◆ **Problems and tasks**
• a. Decide whether each statement below agrees with the passage on HTML in JavaScript code, answering yes or no and quoting the words of the passage that settle it: (i) the passage recommends hardcoding HTML markup as strings in JavaScript code; (ii) the passage suggests using the JavaScript DOM APIs to create or modify HTML elements; (iii) the passage describes creating new elements and appending them as children to a target element.
• b. Please list every action that, according to the passage on HTML in JavaScript code, hardcoding HTML markup makes the code difficult to do.

◆ **Source text**
++++++
The main drawback with this approach is that HTML elements are hardcoded as
strings in the JavaScript technology code. Hardcoding HTML markup inside JavaScript technology code is
not a good practice because it makes the code difficult to read, maintain, and
modify. Consider using the JavaScript technology DOM APIs to create or modify HTML elements
within JavaScript technology code. Intermixing presentation with JavaScript technology code as strings
will make a page difficult to read and edit.
Another means of modifying the HTML DOM is to dynamically create new elements and append them as children to a
target element as in the following example.
<script type="text/javascript">
...
++++++
[Stored data entries]
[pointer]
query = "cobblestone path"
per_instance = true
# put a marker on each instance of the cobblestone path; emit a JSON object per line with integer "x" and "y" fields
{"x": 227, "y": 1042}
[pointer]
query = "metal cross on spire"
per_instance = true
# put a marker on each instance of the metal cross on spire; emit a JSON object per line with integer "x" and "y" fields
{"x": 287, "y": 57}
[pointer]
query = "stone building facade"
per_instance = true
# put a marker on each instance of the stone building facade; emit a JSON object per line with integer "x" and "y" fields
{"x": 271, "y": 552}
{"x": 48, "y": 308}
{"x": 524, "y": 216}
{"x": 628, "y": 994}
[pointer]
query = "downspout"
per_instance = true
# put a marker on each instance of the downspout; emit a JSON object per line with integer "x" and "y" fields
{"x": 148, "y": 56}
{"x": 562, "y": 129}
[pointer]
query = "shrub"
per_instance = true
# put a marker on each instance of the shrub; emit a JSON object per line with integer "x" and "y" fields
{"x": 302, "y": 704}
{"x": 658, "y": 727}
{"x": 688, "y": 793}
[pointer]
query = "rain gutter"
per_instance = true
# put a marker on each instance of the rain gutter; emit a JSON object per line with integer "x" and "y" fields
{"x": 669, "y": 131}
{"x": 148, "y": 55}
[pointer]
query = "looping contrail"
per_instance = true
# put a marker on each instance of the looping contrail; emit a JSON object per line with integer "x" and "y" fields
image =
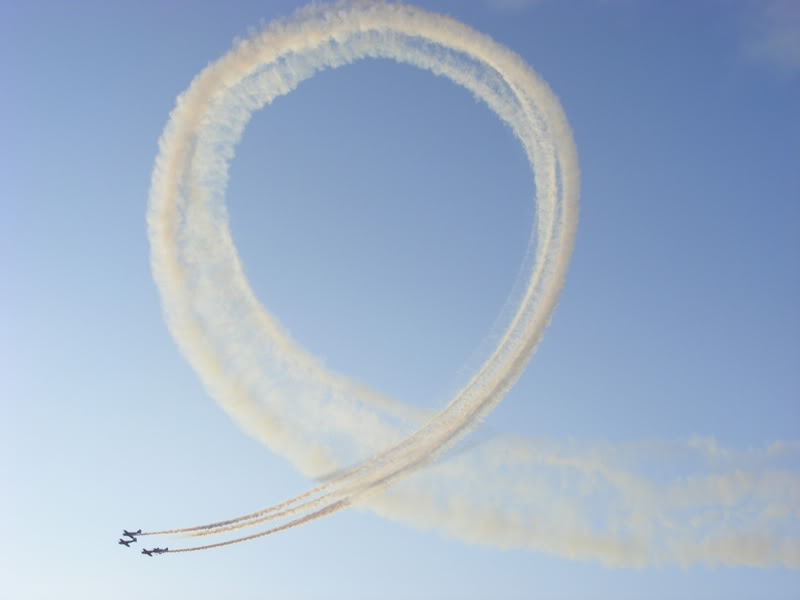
++++++
◆ **Exercise responses**
• a.
(i) No: "Hardcoding HTML markup inside JavaScript technology code is not a good practice"
(ii) Yes: "Consider using the JavaScript technology DOM APIs to create or modify HTML elements within JavaScript technology code."
(iii) Yes: "dynamically create new elements and append them as children to a target element"

• b. read, maintain, modify